Please write out all of the rows below line for line, with no changes to any word or number.

** START Exercise input **

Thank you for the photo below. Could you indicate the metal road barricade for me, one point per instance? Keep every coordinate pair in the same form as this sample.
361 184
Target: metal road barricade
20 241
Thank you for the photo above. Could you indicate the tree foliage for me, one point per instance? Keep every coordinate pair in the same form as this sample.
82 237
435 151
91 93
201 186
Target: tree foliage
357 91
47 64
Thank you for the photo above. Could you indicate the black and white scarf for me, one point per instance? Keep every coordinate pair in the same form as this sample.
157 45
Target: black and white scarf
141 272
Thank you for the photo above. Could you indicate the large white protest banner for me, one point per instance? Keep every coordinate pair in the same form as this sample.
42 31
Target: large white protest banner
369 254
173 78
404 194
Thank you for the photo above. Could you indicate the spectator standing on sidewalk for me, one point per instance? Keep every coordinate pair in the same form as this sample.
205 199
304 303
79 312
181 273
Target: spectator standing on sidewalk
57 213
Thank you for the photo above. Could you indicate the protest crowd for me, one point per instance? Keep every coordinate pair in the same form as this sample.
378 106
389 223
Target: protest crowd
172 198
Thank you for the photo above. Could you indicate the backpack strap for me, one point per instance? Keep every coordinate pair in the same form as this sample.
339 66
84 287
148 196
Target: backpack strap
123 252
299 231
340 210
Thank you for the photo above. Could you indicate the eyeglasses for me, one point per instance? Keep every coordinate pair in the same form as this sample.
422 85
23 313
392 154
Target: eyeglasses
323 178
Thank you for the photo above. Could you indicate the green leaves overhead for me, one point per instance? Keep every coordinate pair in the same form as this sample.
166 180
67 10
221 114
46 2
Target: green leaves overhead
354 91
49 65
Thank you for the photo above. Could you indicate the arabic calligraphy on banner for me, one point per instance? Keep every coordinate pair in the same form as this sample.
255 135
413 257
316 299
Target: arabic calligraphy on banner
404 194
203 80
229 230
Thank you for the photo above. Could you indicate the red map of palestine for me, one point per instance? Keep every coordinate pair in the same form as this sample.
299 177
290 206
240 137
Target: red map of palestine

** END Exercise input **

**Response**.
Thank you for the photo below. Could you indicate the metal road barricade for me, one point per instance? Keep every coordinate pair in the same form as this sample.
361 184
Target: metal road barricade
20 241
Thank you for the photo above. Could you indicate the tree foliage for me, one point per instance? Keep every coordinate pair in the same form as this sample.
82 237
435 151
91 93
201 186
Target: tree foliage
357 91
47 64
Thank you for the photo above. Could you indicate the black and white scarf for me, one point per instance? Keep every coordinate pair in the same form as this sample.
157 45
Target: black and white scarf
141 272
Thank you for the photo above. Could you indicate the large white protest banner for me, one point per instance? Keep every coordinate pair in the same form as this sample.
42 31
Target: large white protest banner
369 254
173 78
404 194
Thank you for the photo above. Could you indicate the spectator standing on sidewalk for me, one point per instance? Keep every coordinate pair in the same form as this sample.
205 199
304 303
79 312
181 273
Target: spectator standing on sidewalk
57 213
Thank you for the photo above. Could you indicate the protest crowd for me, one point per instance? Keep every coordinate pair in the same form as this sample.
378 106
389 223
Target: protest crowd
172 198
Thank you for the photo above. Could you indicate the backpack strap for me, one point per instance? Keep every coordinate pair in the same form as this sample.
339 66
84 287
148 196
Target: backpack strap
123 252
299 231
340 210
Thank you for the photo above. Could you indicate the eyeglasses for me, one point per instance? Keep every coordinate pair in the same form as this sample.
422 85
23 313
392 154
Target: eyeglasses
323 178
Thank you for the photo above. Could you indicate the green leaves overhead for me, one point per instance? Keep every coordinate pair in the same form as this sample.
166 180
67 10
221 114
46 2
Target: green leaves overhead
354 91
49 65
Thank you for the photo above. Could you indicate the arabic calligraphy on banner for me, one point per instance? Keep every coordinate pair in the same form as this sample.
255 135
413 257
316 299
Target: arabic calligraphy on banner
404 194
203 80
229 230
Thank you for the photo above. Could you indicate the red map of palestine for me, one point per instance? Keep every coordinate pair in the same form as this sample.
299 177
290 206
240 137
Target: red map of palestine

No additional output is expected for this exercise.